— WHAT NEEDS TO BE DONE —
For the records below, report how many lines include the word "mechanic". Only the number should appear.

** Opening DATA FOR PROCESSING block **

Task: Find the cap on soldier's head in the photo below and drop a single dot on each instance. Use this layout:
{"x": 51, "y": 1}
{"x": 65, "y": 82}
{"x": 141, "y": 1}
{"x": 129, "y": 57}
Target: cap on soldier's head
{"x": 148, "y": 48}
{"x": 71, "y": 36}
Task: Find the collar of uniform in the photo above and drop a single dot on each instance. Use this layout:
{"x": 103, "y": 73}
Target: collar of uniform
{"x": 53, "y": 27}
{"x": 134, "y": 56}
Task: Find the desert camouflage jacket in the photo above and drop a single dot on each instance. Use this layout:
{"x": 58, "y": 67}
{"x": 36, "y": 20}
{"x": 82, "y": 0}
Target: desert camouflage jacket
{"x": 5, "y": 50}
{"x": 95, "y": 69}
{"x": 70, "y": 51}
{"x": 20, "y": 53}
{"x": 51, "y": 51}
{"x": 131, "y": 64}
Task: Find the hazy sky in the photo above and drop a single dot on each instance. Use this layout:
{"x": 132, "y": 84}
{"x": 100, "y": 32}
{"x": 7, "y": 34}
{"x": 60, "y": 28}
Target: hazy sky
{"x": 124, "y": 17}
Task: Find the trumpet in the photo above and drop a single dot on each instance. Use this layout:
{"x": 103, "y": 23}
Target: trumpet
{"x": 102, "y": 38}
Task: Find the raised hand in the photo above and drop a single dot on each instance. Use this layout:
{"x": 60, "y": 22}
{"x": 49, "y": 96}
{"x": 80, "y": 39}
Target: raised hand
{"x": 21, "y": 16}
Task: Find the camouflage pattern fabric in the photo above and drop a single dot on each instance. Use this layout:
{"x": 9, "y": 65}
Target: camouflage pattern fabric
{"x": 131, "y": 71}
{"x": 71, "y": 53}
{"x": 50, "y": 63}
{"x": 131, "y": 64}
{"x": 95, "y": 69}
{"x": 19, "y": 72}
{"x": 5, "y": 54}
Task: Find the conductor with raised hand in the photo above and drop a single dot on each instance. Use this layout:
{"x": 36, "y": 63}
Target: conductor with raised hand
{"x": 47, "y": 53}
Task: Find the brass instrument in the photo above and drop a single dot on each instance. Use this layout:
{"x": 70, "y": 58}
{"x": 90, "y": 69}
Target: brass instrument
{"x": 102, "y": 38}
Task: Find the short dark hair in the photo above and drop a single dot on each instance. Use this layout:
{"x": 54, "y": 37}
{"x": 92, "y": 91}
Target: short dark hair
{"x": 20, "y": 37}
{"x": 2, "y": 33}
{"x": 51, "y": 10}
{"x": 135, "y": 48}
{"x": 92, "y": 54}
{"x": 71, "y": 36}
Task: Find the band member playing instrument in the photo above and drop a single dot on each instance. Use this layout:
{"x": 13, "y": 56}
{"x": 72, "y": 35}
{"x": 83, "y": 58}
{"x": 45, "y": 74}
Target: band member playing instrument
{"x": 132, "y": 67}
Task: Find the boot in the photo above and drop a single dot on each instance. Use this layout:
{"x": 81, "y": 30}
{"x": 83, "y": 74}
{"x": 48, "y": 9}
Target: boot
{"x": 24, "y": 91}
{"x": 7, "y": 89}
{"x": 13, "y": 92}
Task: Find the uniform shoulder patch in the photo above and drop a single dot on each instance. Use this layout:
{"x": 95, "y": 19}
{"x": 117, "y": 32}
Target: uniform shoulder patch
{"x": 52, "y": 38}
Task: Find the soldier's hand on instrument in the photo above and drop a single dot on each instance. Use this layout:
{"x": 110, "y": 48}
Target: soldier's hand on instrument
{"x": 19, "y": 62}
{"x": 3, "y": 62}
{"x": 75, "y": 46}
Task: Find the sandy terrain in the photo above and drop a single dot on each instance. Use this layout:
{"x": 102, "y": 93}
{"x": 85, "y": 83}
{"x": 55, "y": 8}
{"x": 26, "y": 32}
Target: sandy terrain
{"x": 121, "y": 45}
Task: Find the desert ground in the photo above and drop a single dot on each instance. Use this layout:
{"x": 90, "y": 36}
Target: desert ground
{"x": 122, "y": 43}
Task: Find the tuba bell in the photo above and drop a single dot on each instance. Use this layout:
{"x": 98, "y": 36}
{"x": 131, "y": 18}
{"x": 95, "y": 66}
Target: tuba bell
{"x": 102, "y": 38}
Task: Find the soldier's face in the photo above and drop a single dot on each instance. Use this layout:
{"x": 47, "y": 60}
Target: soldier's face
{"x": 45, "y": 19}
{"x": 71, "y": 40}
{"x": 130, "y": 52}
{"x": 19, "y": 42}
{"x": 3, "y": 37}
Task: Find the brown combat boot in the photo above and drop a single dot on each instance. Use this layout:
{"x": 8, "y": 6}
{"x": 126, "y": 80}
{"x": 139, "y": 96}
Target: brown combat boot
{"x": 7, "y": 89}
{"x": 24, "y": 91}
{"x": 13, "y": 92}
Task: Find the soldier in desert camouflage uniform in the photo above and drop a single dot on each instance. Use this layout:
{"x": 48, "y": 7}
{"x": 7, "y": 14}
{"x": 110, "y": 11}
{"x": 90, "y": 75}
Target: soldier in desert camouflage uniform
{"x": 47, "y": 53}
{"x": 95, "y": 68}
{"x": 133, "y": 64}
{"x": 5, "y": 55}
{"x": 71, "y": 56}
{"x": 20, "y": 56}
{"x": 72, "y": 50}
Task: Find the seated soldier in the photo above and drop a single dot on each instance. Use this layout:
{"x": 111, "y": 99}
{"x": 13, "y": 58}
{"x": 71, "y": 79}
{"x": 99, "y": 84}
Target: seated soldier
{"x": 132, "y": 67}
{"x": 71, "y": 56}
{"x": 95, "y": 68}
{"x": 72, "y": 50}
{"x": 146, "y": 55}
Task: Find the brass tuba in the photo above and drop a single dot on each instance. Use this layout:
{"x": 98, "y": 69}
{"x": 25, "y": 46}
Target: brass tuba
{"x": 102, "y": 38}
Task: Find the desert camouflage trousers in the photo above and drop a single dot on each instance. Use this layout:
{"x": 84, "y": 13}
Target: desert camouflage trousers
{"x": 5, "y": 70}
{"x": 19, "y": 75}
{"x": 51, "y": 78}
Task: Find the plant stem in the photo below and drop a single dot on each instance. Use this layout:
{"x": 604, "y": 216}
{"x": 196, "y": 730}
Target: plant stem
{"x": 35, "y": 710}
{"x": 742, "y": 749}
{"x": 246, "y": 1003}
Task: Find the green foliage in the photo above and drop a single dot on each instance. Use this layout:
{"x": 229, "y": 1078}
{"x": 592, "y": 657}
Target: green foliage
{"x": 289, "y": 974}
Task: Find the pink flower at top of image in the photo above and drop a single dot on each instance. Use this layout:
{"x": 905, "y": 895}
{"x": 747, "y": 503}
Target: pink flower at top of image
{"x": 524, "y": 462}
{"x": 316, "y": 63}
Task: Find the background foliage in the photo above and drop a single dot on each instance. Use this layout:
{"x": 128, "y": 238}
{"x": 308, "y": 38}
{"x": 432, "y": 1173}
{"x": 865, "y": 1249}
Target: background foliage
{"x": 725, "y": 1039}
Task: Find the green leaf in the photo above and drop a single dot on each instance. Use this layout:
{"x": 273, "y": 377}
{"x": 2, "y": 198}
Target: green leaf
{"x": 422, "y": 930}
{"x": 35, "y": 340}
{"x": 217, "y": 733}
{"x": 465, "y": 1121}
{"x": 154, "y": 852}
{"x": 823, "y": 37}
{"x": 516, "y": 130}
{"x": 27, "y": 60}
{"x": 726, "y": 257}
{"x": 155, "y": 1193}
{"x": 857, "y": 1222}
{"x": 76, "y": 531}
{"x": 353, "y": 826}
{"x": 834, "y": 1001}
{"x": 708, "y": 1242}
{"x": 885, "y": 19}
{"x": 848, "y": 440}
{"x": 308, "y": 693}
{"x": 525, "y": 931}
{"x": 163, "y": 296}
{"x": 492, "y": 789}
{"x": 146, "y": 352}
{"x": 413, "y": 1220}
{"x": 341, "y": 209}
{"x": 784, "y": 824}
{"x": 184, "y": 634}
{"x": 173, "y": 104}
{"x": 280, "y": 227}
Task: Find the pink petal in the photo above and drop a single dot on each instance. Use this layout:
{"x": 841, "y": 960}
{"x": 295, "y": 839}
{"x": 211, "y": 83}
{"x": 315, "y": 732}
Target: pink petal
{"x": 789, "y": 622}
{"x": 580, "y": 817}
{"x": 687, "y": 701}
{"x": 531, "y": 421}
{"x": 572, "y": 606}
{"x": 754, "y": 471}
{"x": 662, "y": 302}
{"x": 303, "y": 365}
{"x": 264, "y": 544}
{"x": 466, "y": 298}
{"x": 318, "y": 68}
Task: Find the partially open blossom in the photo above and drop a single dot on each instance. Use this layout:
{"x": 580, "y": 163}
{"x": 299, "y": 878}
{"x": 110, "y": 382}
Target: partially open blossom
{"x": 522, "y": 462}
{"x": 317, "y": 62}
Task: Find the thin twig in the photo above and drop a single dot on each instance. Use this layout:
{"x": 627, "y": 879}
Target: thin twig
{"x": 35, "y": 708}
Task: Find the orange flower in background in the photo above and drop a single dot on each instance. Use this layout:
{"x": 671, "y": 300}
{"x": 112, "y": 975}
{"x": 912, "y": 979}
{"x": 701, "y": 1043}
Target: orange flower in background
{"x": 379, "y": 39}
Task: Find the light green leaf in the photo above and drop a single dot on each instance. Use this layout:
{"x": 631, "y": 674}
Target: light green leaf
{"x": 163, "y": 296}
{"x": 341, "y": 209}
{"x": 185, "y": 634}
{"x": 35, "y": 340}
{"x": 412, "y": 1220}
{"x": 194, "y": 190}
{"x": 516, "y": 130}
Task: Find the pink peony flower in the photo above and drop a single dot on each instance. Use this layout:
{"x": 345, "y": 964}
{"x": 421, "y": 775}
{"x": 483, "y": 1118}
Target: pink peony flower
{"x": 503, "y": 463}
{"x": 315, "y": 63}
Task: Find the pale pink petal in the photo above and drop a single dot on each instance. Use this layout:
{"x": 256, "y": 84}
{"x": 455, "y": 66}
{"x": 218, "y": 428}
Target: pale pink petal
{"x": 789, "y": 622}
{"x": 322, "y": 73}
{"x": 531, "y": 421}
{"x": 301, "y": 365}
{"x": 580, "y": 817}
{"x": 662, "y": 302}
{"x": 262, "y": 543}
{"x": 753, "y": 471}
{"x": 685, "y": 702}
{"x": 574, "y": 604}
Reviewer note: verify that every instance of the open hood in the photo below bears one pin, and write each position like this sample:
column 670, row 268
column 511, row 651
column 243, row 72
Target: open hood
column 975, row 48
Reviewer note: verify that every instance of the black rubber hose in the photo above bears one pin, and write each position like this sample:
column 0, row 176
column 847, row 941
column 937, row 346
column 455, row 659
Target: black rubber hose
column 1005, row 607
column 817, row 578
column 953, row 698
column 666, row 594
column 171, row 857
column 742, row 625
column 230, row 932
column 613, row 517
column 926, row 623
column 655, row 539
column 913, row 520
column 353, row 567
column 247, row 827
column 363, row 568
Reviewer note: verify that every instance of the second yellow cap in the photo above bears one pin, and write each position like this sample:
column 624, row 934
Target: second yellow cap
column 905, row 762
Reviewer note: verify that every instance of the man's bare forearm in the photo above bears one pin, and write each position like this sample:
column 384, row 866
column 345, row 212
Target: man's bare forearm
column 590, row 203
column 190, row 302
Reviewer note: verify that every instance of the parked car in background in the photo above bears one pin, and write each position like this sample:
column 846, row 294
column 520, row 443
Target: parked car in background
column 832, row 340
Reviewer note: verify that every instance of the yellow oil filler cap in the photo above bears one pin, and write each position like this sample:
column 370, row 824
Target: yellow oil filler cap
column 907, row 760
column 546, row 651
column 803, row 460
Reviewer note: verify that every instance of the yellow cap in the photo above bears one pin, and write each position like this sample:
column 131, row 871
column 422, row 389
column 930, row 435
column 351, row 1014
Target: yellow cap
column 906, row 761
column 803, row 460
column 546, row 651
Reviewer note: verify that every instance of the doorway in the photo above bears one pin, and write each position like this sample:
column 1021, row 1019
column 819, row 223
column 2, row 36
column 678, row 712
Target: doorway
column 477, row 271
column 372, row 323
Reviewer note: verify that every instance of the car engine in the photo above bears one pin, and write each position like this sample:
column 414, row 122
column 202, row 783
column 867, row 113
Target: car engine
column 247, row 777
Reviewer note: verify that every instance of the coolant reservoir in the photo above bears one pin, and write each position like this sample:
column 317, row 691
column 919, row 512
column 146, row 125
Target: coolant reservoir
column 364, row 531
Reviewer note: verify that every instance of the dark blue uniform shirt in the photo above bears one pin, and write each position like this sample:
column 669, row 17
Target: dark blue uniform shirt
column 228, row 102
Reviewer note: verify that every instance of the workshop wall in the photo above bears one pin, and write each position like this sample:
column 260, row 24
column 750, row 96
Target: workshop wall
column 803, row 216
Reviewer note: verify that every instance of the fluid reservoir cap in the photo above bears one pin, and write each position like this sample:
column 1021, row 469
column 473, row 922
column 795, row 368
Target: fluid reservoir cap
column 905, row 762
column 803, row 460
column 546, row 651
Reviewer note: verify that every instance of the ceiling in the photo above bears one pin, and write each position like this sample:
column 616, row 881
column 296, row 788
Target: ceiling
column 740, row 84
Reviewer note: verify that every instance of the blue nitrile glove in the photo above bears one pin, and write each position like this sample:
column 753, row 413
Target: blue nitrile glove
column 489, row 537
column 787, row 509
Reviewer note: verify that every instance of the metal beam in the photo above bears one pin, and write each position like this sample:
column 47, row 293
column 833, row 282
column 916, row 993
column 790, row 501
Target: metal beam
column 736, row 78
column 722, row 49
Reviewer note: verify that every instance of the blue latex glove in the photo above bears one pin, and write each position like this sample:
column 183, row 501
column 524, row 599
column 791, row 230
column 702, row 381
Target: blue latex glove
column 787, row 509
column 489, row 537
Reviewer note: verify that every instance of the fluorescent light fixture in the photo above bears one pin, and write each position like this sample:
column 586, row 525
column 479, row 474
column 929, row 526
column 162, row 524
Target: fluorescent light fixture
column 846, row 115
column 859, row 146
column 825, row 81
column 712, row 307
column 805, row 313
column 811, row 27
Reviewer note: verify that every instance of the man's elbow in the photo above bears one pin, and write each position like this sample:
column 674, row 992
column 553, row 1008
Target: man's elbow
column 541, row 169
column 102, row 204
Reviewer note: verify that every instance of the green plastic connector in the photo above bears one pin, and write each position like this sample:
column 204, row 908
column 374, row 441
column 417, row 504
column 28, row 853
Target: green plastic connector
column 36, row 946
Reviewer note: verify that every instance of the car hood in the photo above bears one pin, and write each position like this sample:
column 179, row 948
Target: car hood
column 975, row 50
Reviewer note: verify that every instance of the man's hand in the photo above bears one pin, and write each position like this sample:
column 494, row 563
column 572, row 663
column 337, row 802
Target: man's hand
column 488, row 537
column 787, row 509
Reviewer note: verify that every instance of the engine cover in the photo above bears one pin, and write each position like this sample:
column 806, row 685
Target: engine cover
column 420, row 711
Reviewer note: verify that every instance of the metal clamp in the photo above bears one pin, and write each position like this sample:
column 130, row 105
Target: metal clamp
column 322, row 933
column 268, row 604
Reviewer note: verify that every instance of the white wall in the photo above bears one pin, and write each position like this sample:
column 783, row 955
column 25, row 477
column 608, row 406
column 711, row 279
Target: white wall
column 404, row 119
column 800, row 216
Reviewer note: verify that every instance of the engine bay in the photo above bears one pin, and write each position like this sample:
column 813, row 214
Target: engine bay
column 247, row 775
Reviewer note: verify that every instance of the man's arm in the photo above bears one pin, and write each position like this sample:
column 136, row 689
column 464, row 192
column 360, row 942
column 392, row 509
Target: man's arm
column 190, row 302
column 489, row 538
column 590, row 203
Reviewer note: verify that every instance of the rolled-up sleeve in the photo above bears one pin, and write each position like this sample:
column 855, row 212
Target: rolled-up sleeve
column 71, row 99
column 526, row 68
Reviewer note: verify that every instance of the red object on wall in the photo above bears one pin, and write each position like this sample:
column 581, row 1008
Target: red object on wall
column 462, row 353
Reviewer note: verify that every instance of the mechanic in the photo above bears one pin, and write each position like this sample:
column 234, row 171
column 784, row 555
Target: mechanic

** Closing DATA FOR PROCESSING block **

— WORKED SOLUTION —
2